For each statement, say whether the text on forking sandboxes below agrees, answering yes or no and quoting the words of the text that decide it. 1. Forking protects the children from bugs in the parent. 2. Outside side effects should be left to the winning branch alone. 3. Fork-and-explore is the right tool when each attempt should read the previous attempt's stack trace and adjust.

Text:
********************

The shape is always the same: warm once, snapshot, fork per candidate, run, score on a real signal (here an exit code, not the model's opinion of its own work), keep the winner, delete the rest. Because the losers barely diverged, deleting them reclaims almost nothing — copy-on-write already made them nearly free to exist. That's the property that makes N a knob you can actually turn up.

Fork clones the machine, not the outside world. If a branch sends an email, charges a card, or writes to a shared external database, every branch does it — you'll deliver five emails and keep one fix. Score branches on in-VM signals (tests, builds, local checks), and make outside side effects the job of the winner only, after you've picked it.

Deeper: the fork tree

Best-of-N is one level deep — fork, score, pick. But nothing stops a child from being a parent. Each fork is a full sandbox you can snapshot and fork again, and PandaStack tracks the parent-child relationships in its database, so what you actually get is a tree. That's what makes it a genuine tree-of-thought search rather than a flat batch: expand the most promising branch, fork it into its own children, prune the ones that stop looking good, and keep going down the line that's working.

  1. Root: the warm environment after setup — repo cloned, deps installed, tests currently red.
  2. Level 1: fork into a handful of high-level strategies (fix the auth layer, fix the caller, fix the schema). Run a cheap check on each; prune the obviously-broken ones immediately.
  3. Level 2: take the surviving strategy and fork it into concrete variants (three ways to implement the chosen fix). Run the full suite on each.
  4. Keep the green leaf; every other node in the tree gets deleted. The path from root to that leaf is your solution, and copy-on-write meant the whole tree cost roughly one environment plus everyone's small deltas.

Because you snapshot before each branch point, every node is a known-good resume point. If a whole subtree turns out to be a dead end, you don't unwind anything — you just abandon it and re-expand a different node from its own snapshot. This is version-control branching applied to a live, executing machine: cheap branches, cheap merges-by-selection, and history you can walk back up.

Forking shares unmodified state — it does not isolate you from the parent's bugs. If the parent is wedged or mid-failure when you fork, every child inherits that exact wedged state and you've parallelized a broken starting point. Branch from a clean checkpoint, and take a fresh snapshot right before fanning out if you want a guaranteed-good root.

When fork-and-explore beats single-path-with-retries

Fork-and-explore is not free complexity you should sprinkle everywhere. It earns its keep when three things are true: setup is expensive relative to each attempt, you have a cheap and honest way to score an outcome, and the attempts are genuinely independent (trying OAuth doesn't teach you anything about trying JWT). When those hold, exploring in parallel dominates retrying in series — you get wall-clock latency close to a single attempt instead of N attempts back to back, and you get the best of N instead of the first that limps past.

It's the wrong tool when attempts should learn from each other (if attempt 2 should read attempt 1's stack trace and adjust, that's a sequential loop, not a fan-out), when there's no reliable scorer (best-of-N with a bad judge just launders randomness), or when setup is trivial (if a fresh environment costs a 179ms create from the template, just create N of them and skip the forking machinery entirely). Here's the trade-off laid out plainly:

  • Fork-and-explore — warm the environment once, snapshot, fork N children via copy-on-write, run all candidates in parallel, keep the winner. Wall-clock is roughly one attempt. Cost is one environment plus each branch's small divergence. Best when setup is expensive, attempts are independent, and you have a real scorer.

********************

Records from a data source
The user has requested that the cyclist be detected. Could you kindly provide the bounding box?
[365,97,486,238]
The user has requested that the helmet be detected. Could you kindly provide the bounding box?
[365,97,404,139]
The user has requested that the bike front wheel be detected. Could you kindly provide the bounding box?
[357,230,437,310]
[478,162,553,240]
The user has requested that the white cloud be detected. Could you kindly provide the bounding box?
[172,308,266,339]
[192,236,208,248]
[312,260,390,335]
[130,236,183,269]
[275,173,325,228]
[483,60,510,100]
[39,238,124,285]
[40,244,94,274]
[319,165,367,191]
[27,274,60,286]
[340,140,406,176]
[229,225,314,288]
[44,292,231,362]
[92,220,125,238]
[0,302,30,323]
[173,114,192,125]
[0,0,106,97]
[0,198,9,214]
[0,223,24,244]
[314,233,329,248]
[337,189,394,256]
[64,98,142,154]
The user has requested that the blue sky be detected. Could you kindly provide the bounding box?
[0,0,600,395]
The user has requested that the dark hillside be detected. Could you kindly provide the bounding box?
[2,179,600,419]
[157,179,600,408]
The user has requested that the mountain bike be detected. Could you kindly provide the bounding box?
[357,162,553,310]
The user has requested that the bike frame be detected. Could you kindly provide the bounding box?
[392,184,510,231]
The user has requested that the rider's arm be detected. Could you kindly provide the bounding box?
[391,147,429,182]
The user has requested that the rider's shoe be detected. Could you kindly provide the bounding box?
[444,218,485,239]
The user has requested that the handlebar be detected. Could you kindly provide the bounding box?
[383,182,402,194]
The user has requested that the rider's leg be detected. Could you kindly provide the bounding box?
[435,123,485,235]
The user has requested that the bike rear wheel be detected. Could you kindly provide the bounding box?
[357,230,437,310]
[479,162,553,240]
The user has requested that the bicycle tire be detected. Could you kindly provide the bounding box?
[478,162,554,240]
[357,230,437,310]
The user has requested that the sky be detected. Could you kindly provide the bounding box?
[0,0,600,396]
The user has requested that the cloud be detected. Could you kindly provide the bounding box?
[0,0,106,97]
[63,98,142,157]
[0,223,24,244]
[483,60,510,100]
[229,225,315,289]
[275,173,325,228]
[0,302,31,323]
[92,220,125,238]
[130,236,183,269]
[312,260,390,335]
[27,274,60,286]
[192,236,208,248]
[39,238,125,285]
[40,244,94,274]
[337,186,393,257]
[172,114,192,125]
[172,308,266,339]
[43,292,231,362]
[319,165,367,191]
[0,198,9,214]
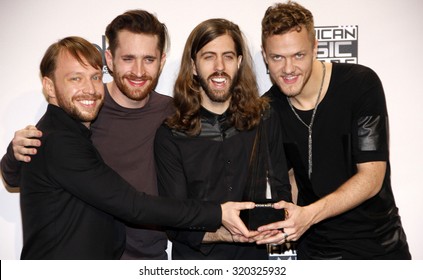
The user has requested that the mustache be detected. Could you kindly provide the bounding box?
[208,71,231,79]
[123,74,153,81]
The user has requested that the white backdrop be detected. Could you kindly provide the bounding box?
[0,0,423,260]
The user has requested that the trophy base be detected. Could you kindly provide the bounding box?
[240,203,285,230]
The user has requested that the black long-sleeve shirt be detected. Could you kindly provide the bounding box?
[154,108,291,259]
[5,105,221,259]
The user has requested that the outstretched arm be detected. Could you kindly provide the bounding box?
[257,161,386,244]
[1,125,42,187]
[12,125,43,162]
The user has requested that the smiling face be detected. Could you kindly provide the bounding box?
[193,35,242,112]
[43,51,104,127]
[106,30,165,105]
[263,28,317,97]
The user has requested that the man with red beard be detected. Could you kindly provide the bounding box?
[154,19,291,259]
[9,37,254,259]
[1,10,173,259]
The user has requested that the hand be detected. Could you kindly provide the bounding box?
[12,125,42,162]
[257,201,313,244]
[203,226,259,243]
[221,202,255,237]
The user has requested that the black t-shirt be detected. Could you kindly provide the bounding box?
[265,63,408,259]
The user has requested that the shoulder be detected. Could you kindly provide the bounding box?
[332,63,378,79]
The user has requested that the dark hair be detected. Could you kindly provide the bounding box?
[261,1,316,47]
[40,36,103,79]
[106,10,170,55]
[166,18,267,135]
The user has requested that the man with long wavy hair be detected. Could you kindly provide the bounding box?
[155,19,291,259]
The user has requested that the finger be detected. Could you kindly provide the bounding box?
[256,232,287,245]
[23,125,43,137]
[237,202,256,210]
[257,221,285,232]
[273,200,289,209]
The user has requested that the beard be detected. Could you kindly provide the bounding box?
[56,89,104,122]
[197,72,238,103]
[113,73,159,101]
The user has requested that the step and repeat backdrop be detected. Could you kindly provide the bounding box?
[0,0,423,260]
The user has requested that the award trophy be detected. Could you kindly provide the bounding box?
[240,123,285,230]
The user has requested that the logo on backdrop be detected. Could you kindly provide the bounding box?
[315,25,358,63]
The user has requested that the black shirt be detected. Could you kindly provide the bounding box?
[16,105,221,259]
[155,108,291,259]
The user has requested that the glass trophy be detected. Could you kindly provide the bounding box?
[240,124,285,230]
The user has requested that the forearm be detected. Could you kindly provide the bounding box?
[202,227,234,243]
[305,162,386,224]
[0,144,21,187]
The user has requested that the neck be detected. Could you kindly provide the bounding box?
[107,82,150,109]
[290,60,327,111]
[201,93,231,115]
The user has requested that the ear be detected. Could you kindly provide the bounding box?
[42,77,56,104]
[238,55,242,69]
[160,53,166,73]
[191,58,198,76]
[105,50,113,72]
[313,39,319,59]
[261,46,269,64]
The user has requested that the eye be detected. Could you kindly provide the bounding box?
[224,54,235,60]
[145,57,156,64]
[295,53,305,59]
[93,74,102,81]
[122,56,133,62]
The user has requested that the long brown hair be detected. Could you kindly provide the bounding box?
[166,18,268,136]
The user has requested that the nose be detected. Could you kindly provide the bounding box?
[132,59,145,77]
[214,57,225,72]
[83,79,96,94]
[284,58,295,74]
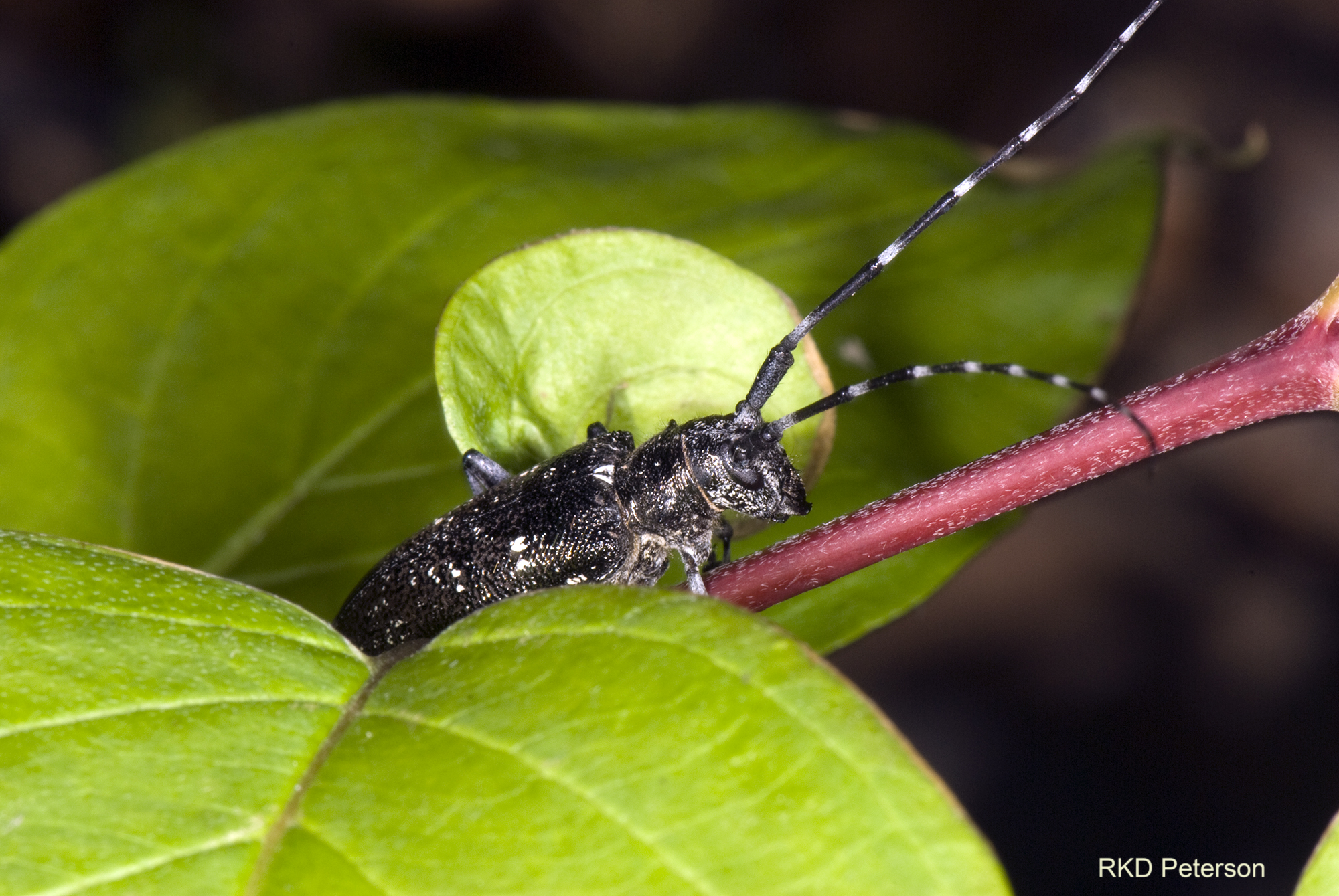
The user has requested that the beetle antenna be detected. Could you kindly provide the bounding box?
[762,361,1158,453]
[735,0,1162,427]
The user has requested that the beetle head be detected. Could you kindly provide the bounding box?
[680,416,810,523]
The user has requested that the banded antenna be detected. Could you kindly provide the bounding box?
[735,0,1162,430]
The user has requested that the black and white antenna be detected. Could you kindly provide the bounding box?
[735,0,1162,430]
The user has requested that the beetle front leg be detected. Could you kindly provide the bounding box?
[706,517,735,569]
[679,548,707,594]
[461,448,511,497]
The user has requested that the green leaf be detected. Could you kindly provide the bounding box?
[1295,816,1339,896]
[0,533,367,893]
[435,229,830,470]
[0,535,1007,895]
[0,99,1158,650]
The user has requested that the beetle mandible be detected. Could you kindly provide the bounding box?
[335,0,1161,654]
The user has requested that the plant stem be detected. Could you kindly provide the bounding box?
[706,281,1339,610]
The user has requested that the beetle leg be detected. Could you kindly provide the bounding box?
[461,448,511,497]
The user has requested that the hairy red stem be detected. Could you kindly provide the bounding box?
[706,281,1339,610]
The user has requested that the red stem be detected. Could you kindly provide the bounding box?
[706,281,1339,610]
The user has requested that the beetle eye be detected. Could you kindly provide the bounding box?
[720,443,763,489]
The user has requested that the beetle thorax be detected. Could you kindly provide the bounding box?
[615,423,720,548]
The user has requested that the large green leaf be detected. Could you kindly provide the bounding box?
[0,99,1158,650]
[0,535,1007,896]
[1296,816,1339,896]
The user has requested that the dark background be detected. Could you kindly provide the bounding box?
[10,0,1339,895]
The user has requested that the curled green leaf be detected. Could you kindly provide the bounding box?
[435,228,830,482]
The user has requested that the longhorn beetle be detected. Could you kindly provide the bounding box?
[335,0,1162,654]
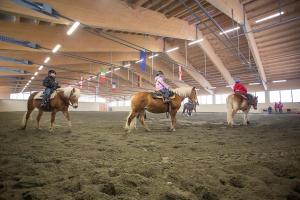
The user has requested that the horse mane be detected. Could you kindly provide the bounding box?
[57,86,80,98]
[172,87,193,97]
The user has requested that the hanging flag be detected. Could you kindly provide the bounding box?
[139,51,147,71]
[178,65,182,81]
[79,76,83,89]
[138,75,142,87]
[111,81,117,92]
[99,72,106,84]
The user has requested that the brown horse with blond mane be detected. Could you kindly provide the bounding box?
[227,93,257,126]
[125,87,198,132]
[21,87,80,132]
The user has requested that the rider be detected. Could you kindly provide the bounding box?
[233,79,247,98]
[41,69,60,107]
[155,71,170,102]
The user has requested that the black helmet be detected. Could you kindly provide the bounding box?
[48,69,56,75]
[156,71,164,76]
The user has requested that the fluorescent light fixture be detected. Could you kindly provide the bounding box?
[123,63,130,68]
[135,59,144,63]
[272,80,286,83]
[67,22,80,35]
[44,57,51,63]
[148,53,159,59]
[166,47,179,53]
[52,44,61,53]
[188,38,203,46]
[219,26,240,35]
[255,12,284,23]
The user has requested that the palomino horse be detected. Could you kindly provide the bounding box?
[21,87,80,132]
[182,102,199,116]
[125,87,197,132]
[227,94,257,126]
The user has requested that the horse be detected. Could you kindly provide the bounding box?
[21,87,80,132]
[182,102,199,116]
[226,93,258,126]
[125,87,198,132]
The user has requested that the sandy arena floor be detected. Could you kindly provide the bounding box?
[0,112,300,200]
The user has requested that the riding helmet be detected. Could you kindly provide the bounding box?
[48,69,56,75]
[156,71,164,76]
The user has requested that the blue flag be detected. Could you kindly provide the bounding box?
[140,51,147,71]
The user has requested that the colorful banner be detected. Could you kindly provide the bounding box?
[178,66,182,81]
[140,51,147,71]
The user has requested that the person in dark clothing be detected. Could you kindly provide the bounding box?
[41,69,60,107]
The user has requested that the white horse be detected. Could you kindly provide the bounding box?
[227,94,257,126]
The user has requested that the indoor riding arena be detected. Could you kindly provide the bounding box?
[0,0,300,200]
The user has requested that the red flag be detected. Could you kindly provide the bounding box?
[138,76,142,87]
[79,76,83,89]
[178,66,182,81]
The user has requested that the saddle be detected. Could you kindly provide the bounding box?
[235,92,254,105]
[150,91,175,100]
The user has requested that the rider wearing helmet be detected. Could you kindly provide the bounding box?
[155,71,170,102]
[233,79,247,97]
[41,69,60,107]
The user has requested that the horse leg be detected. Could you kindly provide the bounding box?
[36,110,43,130]
[170,110,177,131]
[125,111,141,132]
[139,111,150,132]
[63,110,72,133]
[243,111,250,125]
[49,111,56,132]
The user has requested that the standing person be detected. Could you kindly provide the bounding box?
[278,101,283,113]
[274,102,278,113]
[155,71,170,103]
[41,69,60,108]
[233,80,247,98]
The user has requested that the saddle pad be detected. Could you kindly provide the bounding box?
[151,92,175,99]
[33,91,56,99]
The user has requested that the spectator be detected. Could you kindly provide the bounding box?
[278,101,283,113]
[268,105,272,114]
[274,102,278,113]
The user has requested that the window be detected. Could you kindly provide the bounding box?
[125,100,131,106]
[292,89,300,102]
[280,90,292,103]
[96,96,106,103]
[270,90,280,103]
[216,94,228,104]
[197,95,213,104]
[249,91,266,103]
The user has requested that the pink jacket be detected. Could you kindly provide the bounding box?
[155,76,169,90]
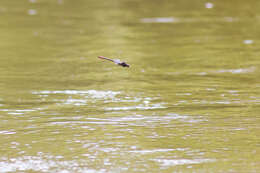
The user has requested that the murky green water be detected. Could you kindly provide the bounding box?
[0,0,260,173]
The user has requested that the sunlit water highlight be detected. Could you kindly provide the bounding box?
[0,0,260,173]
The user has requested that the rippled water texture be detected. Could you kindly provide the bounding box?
[0,0,260,173]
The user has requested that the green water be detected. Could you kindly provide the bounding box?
[0,0,260,173]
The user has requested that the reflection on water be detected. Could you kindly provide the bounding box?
[0,0,260,173]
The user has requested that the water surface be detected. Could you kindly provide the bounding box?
[0,0,260,173]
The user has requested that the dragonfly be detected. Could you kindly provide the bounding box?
[98,56,130,67]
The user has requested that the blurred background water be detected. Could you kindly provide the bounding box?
[0,0,260,173]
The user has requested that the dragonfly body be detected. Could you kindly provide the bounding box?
[98,56,130,67]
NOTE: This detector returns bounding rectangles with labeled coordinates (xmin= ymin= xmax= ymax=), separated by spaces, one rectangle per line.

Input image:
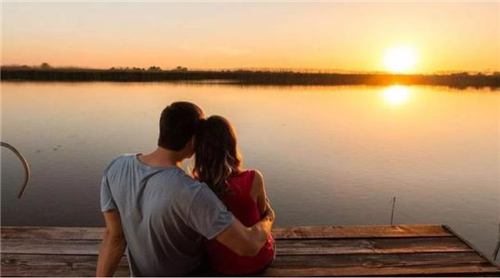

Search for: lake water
xmin=1 ymin=82 xmax=500 ymax=260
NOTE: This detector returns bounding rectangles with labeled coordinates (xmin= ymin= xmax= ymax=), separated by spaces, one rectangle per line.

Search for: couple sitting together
xmin=96 ymin=102 xmax=275 ymax=276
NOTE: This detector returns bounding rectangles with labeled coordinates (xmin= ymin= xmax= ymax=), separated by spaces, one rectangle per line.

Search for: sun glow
xmin=384 ymin=46 xmax=417 ymax=73
xmin=382 ymin=85 xmax=410 ymax=106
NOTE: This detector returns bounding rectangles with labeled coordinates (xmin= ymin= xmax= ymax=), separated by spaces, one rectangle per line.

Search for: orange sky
xmin=1 ymin=2 xmax=500 ymax=72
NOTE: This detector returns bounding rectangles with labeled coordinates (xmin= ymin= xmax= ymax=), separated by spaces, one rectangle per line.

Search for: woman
xmin=193 ymin=116 xmax=275 ymax=275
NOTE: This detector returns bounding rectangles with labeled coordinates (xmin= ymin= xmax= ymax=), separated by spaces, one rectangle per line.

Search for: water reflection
xmin=382 ymin=85 xmax=411 ymax=106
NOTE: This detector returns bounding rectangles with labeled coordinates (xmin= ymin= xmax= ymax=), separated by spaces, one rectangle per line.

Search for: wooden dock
xmin=1 ymin=225 xmax=500 ymax=277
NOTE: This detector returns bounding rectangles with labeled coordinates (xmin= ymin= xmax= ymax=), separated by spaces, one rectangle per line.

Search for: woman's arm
xmin=252 ymin=171 xmax=267 ymax=215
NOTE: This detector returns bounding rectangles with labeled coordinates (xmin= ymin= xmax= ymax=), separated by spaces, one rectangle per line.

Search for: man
xmin=96 ymin=102 xmax=274 ymax=276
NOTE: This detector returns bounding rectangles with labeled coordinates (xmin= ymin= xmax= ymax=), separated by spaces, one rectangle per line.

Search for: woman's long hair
xmin=192 ymin=116 xmax=242 ymax=196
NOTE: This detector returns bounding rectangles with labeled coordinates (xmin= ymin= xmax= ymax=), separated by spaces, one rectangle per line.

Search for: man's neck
xmin=139 ymin=147 xmax=184 ymax=167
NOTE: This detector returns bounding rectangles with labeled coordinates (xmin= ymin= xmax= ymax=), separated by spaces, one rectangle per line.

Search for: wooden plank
xmin=1 ymin=226 xmax=104 ymax=240
xmin=2 ymin=237 xmax=468 ymax=255
xmin=262 ymin=265 xmax=500 ymax=277
xmin=1 ymin=225 xmax=453 ymax=240
xmin=265 ymin=252 xmax=500 ymax=276
xmin=1 ymin=254 xmax=130 ymax=277
xmin=1 ymin=253 xmax=500 ymax=277
xmin=273 ymin=225 xmax=453 ymax=239
xmin=276 ymin=237 xmax=474 ymax=255
xmin=1 ymin=238 xmax=101 ymax=255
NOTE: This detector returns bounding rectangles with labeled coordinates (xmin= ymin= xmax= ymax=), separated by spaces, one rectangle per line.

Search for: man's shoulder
xmin=104 ymin=154 xmax=136 ymax=175
xmin=174 ymin=172 xmax=211 ymax=199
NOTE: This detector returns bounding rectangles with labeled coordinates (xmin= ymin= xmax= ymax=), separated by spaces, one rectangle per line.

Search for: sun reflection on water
xmin=382 ymin=85 xmax=411 ymax=106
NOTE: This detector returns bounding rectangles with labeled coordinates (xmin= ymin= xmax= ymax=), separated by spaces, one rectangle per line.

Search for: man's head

********************

Output of the task:
1. No: "it does not isolate you from the parent's bugs"
2. Yes: "make outside side effects the job of the winner only, after you've picked it"
3. No: "if attempt 2 should read attempt 1's stack trace and adjust, that's a sequential loop, not a fan-out"